• Tasks and exercises:
(a) In the profile of Redoan Rony, who did he work with as an assistant director early in his career?
(b) Continue the profile of Redoan Rony, starting right after its final sentence.

• Passage to read:

Redoan Rony is a Bangladeshi film director, producer and media executive who currently serves as the Chief operating officer of Chorki. He has spent more than a decade in the media industry of Bangladesh. He has directed a few of the most popular TV series of Bangladesh e.g. Housefull, Fnf, Behind The Scene, Pata Jharar Din, etc. Redoan Rony has been awarded Meril-Prothom Alo Award, CJFB Award, Bachsach Award, and many more. He won Bangladesh National Film Award for Best Dialogue and the film won 5 National Award for his directorial debut film Chorabali (2012).

Career
In his early career, Rony worked with Mostofa Sarwar Farooki as an assistant director in Chabial Team. After that, Rony made a lot of television fiction and series. His debut film Chorabali went on to win Bangladesh National Film Award in five categories. Then, he made his Second Feature film Ice Cream (2016).

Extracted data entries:
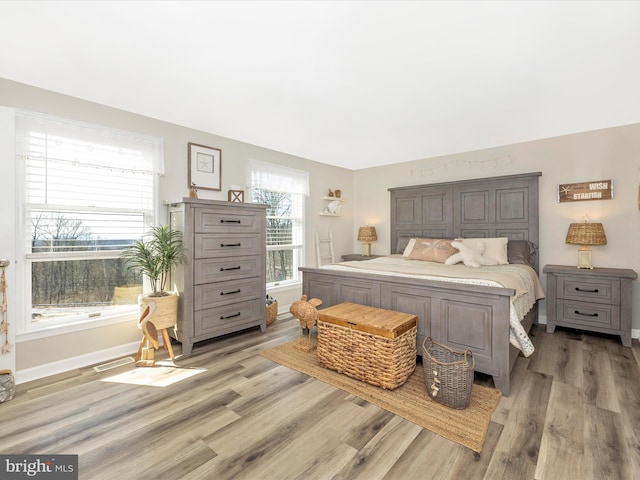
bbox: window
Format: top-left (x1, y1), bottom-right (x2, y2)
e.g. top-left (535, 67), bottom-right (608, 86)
top-left (248, 160), bottom-right (309, 287)
top-left (16, 112), bottom-right (163, 331)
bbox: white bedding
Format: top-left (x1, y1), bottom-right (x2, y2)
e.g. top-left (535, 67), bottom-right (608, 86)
top-left (320, 255), bottom-right (544, 357)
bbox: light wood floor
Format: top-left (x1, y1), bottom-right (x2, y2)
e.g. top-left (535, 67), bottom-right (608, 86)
top-left (0, 315), bottom-right (640, 480)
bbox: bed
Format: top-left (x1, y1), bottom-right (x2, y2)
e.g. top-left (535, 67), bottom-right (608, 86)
top-left (300, 172), bottom-right (541, 396)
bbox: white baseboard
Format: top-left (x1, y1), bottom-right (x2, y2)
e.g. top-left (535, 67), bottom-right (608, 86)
top-left (15, 342), bottom-right (139, 385)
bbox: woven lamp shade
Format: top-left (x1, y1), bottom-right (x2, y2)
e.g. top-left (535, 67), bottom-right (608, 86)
top-left (358, 227), bottom-right (378, 242)
top-left (565, 222), bottom-right (607, 245)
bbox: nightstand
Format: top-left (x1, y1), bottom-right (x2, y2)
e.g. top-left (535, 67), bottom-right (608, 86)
top-left (342, 253), bottom-right (381, 262)
top-left (542, 265), bottom-right (638, 347)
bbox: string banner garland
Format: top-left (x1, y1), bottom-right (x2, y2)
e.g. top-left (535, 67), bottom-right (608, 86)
top-left (558, 180), bottom-right (613, 202)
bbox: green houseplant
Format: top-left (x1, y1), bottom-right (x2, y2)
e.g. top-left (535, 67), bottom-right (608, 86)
top-left (122, 225), bottom-right (187, 329)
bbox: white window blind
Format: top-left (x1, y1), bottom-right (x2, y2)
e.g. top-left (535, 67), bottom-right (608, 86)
top-left (16, 112), bottom-right (164, 331)
top-left (16, 113), bottom-right (164, 253)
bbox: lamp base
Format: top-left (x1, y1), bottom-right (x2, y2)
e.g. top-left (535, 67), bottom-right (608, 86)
top-left (578, 245), bottom-right (593, 270)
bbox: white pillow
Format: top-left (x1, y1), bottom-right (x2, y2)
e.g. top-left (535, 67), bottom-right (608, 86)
top-left (482, 237), bottom-right (509, 265)
top-left (402, 238), bottom-right (416, 257)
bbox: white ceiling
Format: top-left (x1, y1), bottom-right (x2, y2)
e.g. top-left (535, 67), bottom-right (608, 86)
top-left (0, 1), bottom-right (640, 170)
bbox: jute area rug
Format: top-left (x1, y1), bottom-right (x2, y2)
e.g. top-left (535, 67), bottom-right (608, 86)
top-left (260, 339), bottom-right (502, 453)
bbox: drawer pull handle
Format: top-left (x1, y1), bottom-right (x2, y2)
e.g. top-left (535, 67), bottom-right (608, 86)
top-left (220, 289), bottom-right (240, 295)
top-left (576, 287), bottom-right (599, 293)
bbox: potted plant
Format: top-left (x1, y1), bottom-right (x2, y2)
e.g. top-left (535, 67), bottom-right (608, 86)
top-left (122, 225), bottom-right (187, 330)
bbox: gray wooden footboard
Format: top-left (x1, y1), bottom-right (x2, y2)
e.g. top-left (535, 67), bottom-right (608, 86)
top-left (300, 268), bottom-right (524, 396)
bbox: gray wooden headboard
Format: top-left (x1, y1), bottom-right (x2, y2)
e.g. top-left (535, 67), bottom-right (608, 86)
top-left (389, 172), bottom-right (542, 270)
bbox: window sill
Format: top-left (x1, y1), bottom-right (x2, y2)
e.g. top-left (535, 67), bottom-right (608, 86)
top-left (16, 308), bottom-right (137, 343)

• Solved problems:
(a) Mostofa Sarwar Farooki, in Chabial Team.

(b)
He funded a Production house called Popcorn Entertainment. It currently operates for more than a decade in Bangladeshi Media.

Redoan Rony also makes TVCs for most renowned brands like Airtel, Robi, Banglalink, Prothom Alo, Square, Fresh, 7Up, Unilever, and so on.
He is now working on his third Feature Film and a Video Streaming Platform (OTT) Project as a COO.
He made popular TV series such as House Full, FNF aired by top rated TV channel in Bangladesh, and more than a hundred TV fictions like Urojahaz, Ucchotor Sharirik Biggan, Proof Reader, UTurn, Valobasa 101, Subornopur Beshi Dur Noy, Bagbondi, Mr. Johny, and Pata Jharar Din.

Television
While doing so many TV plays and Natoks, he also directed and created a bunch of TV shows with his very best friend Iftekhar Ahmed Fahmi. He directed his first TV show House Full which aired on NTV from 2008 to 2009. From there he made:
 Urojahaj: A Journey by Plane (2005)
 Bouchi: Tom & Jerry (2006)
 Shunchen, Ekjon Radio Jockey'r Golpo... (2007)
 Shokher Gari (2008)
 Biporite Ami... (2008)
 Housefull (2008-2009) (TV Series)
 Hello... (2009)
 Emon Deshti Kothao Khuje Pabe Nako Tumi (2009) (co-director)
 FnF (2010) (TV Series)
 Behind The Scene
 Jimmi (2010) (TV Mini Series)
 Bohurupi Himu (2011)
 Moneybag (2013) (TV Mini Series)
 Faad O Bogar Golpo (2013)
 U-Turn (2014)
 Bhalobasha 101 (2014)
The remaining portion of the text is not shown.